[Extracted records]
● ● ● ● ● ● ●
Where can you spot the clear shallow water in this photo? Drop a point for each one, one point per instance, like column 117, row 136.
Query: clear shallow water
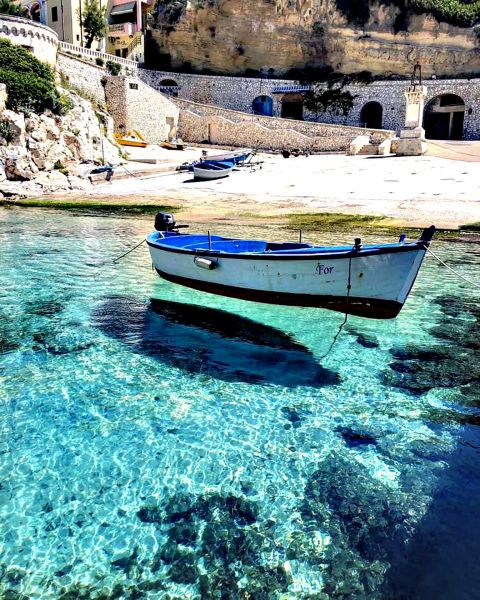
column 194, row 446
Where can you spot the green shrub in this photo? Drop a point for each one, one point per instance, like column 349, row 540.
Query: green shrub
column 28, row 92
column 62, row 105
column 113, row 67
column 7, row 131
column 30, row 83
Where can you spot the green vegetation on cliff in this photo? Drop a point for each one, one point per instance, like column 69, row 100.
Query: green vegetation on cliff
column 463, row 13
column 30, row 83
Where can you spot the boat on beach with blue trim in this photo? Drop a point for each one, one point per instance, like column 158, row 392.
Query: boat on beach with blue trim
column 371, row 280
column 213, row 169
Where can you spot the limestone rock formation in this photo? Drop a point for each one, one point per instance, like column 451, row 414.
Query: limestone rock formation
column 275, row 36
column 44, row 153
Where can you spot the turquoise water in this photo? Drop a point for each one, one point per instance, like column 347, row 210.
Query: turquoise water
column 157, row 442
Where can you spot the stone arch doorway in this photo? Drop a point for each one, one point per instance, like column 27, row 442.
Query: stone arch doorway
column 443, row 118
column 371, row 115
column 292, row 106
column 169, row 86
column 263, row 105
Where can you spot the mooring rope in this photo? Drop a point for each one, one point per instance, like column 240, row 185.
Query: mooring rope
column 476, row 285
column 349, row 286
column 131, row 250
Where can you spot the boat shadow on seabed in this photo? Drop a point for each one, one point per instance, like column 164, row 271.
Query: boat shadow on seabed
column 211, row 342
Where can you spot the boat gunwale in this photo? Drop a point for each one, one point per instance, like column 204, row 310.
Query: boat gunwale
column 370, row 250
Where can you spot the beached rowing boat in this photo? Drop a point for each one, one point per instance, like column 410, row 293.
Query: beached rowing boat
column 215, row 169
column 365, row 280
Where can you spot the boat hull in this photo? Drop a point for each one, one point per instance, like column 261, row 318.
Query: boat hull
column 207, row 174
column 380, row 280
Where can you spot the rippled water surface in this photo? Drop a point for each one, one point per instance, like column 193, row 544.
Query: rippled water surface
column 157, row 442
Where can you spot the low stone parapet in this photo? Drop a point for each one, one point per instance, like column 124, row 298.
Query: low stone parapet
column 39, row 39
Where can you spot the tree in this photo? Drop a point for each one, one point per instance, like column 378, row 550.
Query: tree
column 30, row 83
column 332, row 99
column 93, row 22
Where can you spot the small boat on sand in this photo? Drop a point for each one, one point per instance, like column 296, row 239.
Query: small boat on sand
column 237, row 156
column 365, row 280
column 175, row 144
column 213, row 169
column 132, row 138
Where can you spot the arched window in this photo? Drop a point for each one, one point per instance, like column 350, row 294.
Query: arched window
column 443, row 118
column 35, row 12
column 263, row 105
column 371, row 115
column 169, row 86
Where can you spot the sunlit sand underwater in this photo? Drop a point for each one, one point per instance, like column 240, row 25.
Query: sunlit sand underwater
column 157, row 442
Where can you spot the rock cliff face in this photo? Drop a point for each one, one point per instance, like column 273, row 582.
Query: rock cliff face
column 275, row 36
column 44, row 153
● ● ● ● ● ● ●
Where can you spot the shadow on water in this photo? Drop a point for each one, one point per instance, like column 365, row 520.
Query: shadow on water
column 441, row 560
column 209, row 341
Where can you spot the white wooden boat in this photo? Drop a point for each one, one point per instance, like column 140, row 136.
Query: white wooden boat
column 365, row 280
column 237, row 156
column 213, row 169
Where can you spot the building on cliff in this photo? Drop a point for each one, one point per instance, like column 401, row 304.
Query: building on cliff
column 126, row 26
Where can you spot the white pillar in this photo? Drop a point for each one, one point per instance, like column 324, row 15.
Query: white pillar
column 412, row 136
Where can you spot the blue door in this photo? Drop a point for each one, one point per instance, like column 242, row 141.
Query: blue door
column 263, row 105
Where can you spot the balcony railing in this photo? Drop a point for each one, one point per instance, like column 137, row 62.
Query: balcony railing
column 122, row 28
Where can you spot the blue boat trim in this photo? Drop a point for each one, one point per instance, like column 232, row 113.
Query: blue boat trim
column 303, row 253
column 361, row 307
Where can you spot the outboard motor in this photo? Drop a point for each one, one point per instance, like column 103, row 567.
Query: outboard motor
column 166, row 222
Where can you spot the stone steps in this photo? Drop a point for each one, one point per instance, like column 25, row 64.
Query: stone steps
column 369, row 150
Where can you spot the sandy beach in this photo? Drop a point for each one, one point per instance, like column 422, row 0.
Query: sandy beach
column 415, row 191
● ● ● ● ● ● ●
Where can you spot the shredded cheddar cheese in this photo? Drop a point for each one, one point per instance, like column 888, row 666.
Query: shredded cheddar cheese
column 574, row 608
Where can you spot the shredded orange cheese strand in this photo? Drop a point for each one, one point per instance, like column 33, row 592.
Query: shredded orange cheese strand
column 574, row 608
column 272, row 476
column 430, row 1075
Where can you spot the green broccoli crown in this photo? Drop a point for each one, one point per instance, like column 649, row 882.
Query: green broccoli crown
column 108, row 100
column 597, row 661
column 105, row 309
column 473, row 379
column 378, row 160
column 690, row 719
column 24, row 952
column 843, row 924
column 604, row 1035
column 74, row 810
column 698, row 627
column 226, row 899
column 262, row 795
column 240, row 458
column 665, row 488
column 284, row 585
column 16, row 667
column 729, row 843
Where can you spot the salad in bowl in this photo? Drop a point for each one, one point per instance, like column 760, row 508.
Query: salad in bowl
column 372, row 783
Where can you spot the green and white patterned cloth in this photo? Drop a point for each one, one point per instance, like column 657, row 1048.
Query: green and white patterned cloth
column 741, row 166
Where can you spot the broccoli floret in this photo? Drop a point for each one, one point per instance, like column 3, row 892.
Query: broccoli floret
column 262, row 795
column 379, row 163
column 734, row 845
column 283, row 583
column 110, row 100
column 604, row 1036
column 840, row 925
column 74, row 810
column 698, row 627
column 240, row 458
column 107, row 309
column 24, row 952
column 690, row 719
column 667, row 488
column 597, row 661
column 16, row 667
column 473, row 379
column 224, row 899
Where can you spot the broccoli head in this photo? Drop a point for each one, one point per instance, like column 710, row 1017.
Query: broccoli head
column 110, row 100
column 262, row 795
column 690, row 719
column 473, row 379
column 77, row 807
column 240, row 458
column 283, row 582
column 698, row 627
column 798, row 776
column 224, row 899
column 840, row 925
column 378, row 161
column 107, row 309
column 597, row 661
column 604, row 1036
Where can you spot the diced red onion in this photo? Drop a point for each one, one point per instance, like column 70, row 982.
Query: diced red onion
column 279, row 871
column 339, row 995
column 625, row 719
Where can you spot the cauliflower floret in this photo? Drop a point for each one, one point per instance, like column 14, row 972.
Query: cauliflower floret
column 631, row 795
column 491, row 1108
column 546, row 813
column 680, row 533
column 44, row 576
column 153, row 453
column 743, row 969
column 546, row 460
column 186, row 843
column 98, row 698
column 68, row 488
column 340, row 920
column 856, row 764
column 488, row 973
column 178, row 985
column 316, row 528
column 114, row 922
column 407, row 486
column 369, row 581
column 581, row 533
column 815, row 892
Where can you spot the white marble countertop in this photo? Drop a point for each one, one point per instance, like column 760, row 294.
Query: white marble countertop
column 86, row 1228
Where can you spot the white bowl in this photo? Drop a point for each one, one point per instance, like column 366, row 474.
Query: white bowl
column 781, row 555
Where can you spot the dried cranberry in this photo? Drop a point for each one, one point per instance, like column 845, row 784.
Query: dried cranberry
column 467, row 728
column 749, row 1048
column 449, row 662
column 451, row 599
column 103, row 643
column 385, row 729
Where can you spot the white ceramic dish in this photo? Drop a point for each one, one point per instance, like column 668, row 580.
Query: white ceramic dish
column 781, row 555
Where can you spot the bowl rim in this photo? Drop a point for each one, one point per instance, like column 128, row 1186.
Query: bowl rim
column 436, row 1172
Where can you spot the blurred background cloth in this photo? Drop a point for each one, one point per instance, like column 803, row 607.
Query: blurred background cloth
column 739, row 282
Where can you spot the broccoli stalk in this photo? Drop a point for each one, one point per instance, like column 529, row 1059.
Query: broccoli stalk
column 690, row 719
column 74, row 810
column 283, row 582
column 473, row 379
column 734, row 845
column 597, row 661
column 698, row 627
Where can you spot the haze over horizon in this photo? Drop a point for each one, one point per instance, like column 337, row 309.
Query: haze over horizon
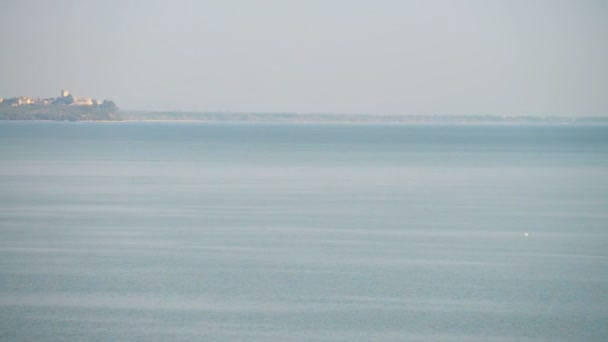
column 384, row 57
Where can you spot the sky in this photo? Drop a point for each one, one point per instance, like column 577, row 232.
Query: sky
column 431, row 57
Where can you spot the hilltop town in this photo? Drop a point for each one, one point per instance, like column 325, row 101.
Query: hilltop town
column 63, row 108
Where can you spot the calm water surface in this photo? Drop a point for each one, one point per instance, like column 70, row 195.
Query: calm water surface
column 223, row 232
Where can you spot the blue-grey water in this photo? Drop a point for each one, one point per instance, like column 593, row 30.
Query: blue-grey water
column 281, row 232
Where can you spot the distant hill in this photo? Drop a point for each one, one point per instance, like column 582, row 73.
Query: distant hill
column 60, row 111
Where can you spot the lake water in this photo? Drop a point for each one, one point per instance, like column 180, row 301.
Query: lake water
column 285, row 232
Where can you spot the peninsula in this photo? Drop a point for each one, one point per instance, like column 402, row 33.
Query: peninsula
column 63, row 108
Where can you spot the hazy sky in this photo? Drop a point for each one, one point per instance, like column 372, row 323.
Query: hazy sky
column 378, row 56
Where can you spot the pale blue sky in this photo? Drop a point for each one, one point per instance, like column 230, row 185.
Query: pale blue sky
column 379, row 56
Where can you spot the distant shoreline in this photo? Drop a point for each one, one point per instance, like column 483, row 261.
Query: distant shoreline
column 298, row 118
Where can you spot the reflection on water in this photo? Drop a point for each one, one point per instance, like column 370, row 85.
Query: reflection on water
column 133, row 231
● ● ● ● ● ● ●
> **Instructions to follow**
Among the entries above, take the line with "Where can you spot the clear", the line with "Where can you spot the green shrub", and all the lines between them, and restate them word for word without pictures.

> **Final answer**
Where can you spot the clear shallow water in this photo? Drop a point for each one, one point per instance, like column 117, row 136.
Query: clear shallow water
column 194, row 446
Where can you spot the green shrub in this photo? Drop a point for each one, one point per instance, like column 349, row 540.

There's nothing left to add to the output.